What the exercise asks ▸
Your task is to output every record exactly as it is given.

*** Data for processing ***

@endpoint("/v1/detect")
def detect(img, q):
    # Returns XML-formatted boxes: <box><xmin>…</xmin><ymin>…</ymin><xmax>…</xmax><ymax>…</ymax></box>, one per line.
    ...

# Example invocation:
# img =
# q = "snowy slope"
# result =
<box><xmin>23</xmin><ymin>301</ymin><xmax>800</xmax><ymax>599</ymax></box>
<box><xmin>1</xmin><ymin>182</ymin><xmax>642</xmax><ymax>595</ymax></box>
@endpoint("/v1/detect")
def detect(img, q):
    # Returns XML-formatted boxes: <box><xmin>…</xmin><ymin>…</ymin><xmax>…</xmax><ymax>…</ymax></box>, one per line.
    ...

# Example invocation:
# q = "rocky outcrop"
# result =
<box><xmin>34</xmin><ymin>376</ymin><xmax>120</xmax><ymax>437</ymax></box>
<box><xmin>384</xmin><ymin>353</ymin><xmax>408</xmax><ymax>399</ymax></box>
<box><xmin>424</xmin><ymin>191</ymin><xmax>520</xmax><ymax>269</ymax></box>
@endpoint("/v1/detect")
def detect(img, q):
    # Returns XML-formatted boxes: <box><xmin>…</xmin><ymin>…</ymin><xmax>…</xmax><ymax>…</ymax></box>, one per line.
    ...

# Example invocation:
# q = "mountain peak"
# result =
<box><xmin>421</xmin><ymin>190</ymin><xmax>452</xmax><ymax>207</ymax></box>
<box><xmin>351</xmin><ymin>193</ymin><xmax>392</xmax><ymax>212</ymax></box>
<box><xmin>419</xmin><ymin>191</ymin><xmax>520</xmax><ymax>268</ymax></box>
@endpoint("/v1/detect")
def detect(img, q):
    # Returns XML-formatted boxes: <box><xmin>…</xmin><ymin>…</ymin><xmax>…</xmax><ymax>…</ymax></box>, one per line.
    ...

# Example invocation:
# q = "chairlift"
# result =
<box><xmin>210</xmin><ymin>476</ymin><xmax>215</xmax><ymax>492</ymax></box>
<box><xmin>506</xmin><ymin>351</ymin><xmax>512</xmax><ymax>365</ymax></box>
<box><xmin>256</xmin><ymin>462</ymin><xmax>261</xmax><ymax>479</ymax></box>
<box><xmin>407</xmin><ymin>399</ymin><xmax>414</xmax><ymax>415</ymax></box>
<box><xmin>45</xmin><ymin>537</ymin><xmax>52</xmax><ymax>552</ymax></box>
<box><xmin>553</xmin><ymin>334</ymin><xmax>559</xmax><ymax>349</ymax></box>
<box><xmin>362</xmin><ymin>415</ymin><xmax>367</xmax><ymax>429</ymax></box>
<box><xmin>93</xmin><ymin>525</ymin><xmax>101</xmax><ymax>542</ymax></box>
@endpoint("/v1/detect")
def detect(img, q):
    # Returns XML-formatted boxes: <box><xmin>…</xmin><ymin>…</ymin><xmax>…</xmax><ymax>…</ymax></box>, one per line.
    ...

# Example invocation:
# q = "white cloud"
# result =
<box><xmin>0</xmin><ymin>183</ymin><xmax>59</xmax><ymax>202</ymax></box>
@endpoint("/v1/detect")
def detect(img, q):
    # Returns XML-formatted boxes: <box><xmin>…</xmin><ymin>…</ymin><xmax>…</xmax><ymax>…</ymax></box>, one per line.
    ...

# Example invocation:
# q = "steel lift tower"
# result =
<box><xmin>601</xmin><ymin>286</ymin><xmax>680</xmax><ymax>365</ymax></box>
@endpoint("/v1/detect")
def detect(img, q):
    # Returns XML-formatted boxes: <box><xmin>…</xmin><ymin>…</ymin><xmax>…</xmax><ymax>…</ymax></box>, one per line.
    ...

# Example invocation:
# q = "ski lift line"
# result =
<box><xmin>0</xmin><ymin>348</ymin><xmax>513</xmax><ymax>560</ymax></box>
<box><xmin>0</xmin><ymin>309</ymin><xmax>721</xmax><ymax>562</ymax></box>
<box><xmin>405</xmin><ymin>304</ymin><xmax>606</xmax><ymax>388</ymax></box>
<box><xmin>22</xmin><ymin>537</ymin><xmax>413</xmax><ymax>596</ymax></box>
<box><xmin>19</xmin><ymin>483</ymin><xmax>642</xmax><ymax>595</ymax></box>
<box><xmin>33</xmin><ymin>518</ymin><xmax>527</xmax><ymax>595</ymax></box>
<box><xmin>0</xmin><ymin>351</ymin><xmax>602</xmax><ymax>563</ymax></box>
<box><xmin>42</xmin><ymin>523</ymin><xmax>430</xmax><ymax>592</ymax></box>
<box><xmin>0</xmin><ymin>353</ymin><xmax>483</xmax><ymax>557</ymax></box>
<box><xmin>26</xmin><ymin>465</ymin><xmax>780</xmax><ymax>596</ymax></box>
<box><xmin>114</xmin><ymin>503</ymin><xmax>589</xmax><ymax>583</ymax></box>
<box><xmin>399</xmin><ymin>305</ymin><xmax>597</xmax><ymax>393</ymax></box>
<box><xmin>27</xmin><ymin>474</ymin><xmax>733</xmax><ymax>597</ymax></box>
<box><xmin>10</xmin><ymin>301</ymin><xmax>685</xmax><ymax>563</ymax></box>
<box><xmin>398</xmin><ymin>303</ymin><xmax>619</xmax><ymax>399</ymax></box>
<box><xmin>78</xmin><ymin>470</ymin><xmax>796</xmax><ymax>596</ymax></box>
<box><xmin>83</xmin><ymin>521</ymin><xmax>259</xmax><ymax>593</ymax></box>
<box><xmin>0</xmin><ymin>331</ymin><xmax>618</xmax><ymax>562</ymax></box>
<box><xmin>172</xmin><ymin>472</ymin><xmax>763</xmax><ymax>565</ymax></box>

*** End of Data for processing ***

Response to the exercise ▸
@endpoint("/v1/detect")
def detect(img, q):
    # Returns XML-formatted boxes: <box><xmin>…</xmin><ymin>…</ymin><xmax>…</xmax><ymax>…</ymax></box>, one per line.
    ...

# Example invocation:
# img =
# q = "snowy slope"
# result =
<box><xmin>23</xmin><ymin>301</ymin><xmax>800</xmax><ymax>599</ymax></box>
<box><xmin>1</xmin><ymin>182</ymin><xmax>642</xmax><ymax>595</ymax></box>
@endpoint("/v1/detect")
def detect(img, q):
    # Returns XML-formatted boxes: <box><xmin>…</xmin><ymin>…</ymin><xmax>…</xmax><ymax>…</ymax></box>, one per line.
    ...

# Example invocation:
# q = "rocky outcrop"
# result =
<box><xmin>34</xmin><ymin>376</ymin><xmax>120</xmax><ymax>437</ymax></box>
<box><xmin>384</xmin><ymin>353</ymin><xmax>408</xmax><ymax>399</ymax></box>
<box><xmin>424</xmin><ymin>191</ymin><xmax>520</xmax><ymax>269</ymax></box>
@endpoint("/v1/detect")
def detect(img, q):
    # Returns XML-formatted boxes: <box><xmin>…</xmin><ymin>…</ymin><xmax>…</xmax><ymax>…</ymax></box>, one per line.
    ...

# Example invocation:
# q = "mountain peak"
# result =
<box><xmin>421</xmin><ymin>190</ymin><xmax>452</xmax><ymax>207</ymax></box>
<box><xmin>351</xmin><ymin>193</ymin><xmax>392</xmax><ymax>212</ymax></box>
<box><xmin>419</xmin><ymin>191</ymin><xmax>520</xmax><ymax>268</ymax></box>
@endpoint("/v1/detect")
def detect(img, q):
    # Returns XML-formatted boxes: <box><xmin>…</xmin><ymin>…</ymin><xmax>…</xmax><ymax>…</ymax></box>, one per line.
    ...

# Example invocation:
# q = "chairlift"
# result =
<box><xmin>210</xmin><ymin>476</ymin><xmax>215</xmax><ymax>492</ymax></box>
<box><xmin>506</xmin><ymin>351</ymin><xmax>512</xmax><ymax>365</ymax></box>
<box><xmin>256</xmin><ymin>462</ymin><xmax>261</xmax><ymax>479</ymax></box>
<box><xmin>407</xmin><ymin>399</ymin><xmax>414</xmax><ymax>415</ymax></box>
<box><xmin>45</xmin><ymin>537</ymin><xmax>52</xmax><ymax>552</ymax></box>
<box><xmin>553</xmin><ymin>334</ymin><xmax>559</xmax><ymax>349</ymax></box>
<box><xmin>362</xmin><ymin>415</ymin><xmax>367</xmax><ymax>429</ymax></box>
<box><xmin>93</xmin><ymin>525</ymin><xmax>101</xmax><ymax>542</ymax></box>
@endpoint("/v1/detect")
def detect(img, q):
    # Returns XML-formatted boxes: <box><xmin>…</xmin><ymin>…</ymin><xmax>…</xmax><ymax>…</ymax></box>, one per line.
    ...

# Example invocation:
# q = "white cloud"
# result =
<box><xmin>0</xmin><ymin>183</ymin><xmax>59</xmax><ymax>202</ymax></box>
@endpoint("/v1/detect")
def detect(img, q):
    # Returns XML-formatted boxes: <box><xmin>…</xmin><ymin>…</ymin><xmax>…</xmax><ymax>…</ymax></box>, one per line.
    ...

# Example invocation:
# q = "steel lift tower"
# result =
<box><xmin>601</xmin><ymin>286</ymin><xmax>680</xmax><ymax>365</ymax></box>
@endpoint("/v1/detect")
def detect(img, q):
    # Returns XML-formatted boxes: <box><xmin>…</xmin><ymin>…</ymin><xmax>…</xmax><ymax>…</ymax></box>, one per line.
    ...

# Example invocation:
# q = "ski lift line"
# result =
<box><xmin>0</xmin><ymin>348</ymin><xmax>513</xmax><ymax>560</ymax></box>
<box><xmin>0</xmin><ymin>309</ymin><xmax>721</xmax><ymax>562</ymax></box>
<box><xmin>405</xmin><ymin>304</ymin><xmax>606</xmax><ymax>388</ymax></box>
<box><xmin>22</xmin><ymin>537</ymin><xmax>413</xmax><ymax>596</ymax></box>
<box><xmin>19</xmin><ymin>483</ymin><xmax>642</xmax><ymax>595</ymax></box>
<box><xmin>33</xmin><ymin>518</ymin><xmax>527</xmax><ymax>595</ymax></box>
<box><xmin>0</xmin><ymin>351</ymin><xmax>602</xmax><ymax>563</ymax></box>
<box><xmin>42</xmin><ymin>523</ymin><xmax>430</xmax><ymax>592</ymax></box>
<box><xmin>0</xmin><ymin>353</ymin><xmax>483</xmax><ymax>557</ymax></box>
<box><xmin>26</xmin><ymin>465</ymin><xmax>780</xmax><ymax>596</ymax></box>
<box><xmin>114</xmin><ymin>503</ymin><xmax>589</xmax><ymax>583</ymax></box>
<box><xmin>399</xmin><ymin>305</ymin><xmax>597</xmax><ymax>393</ymax></box>
<box><xmin>27</xmin><ymin>474</ymin><xmax>733</xmax><ymax>597</ymax></box>
<box><xmin>10</xmin><ymin>301</ymin><xmax>685</xmax><ymax>563</ymax></box>
<box><xmin>398</xmin><ymin>303</ymin><xmax>619</xmax><ymax>399</ymax></box>
<box><xmin>78</xmin><ymin>470</ymin><xmax>796</xmax><ymax>596</ymax></box>
<box><xmin>83</xmin><ymin>521</ymin><xmax>259</xmax><ymax>593</ymax></box>
<box><xmin>0</xmin><ymin>331</ymin><xmax>618</xmax><ymax>562</ymax></box>
<box><xmin>172</xmin><ymin>472</ymin><xmax>763</xmax><ymax>565</ymax></box>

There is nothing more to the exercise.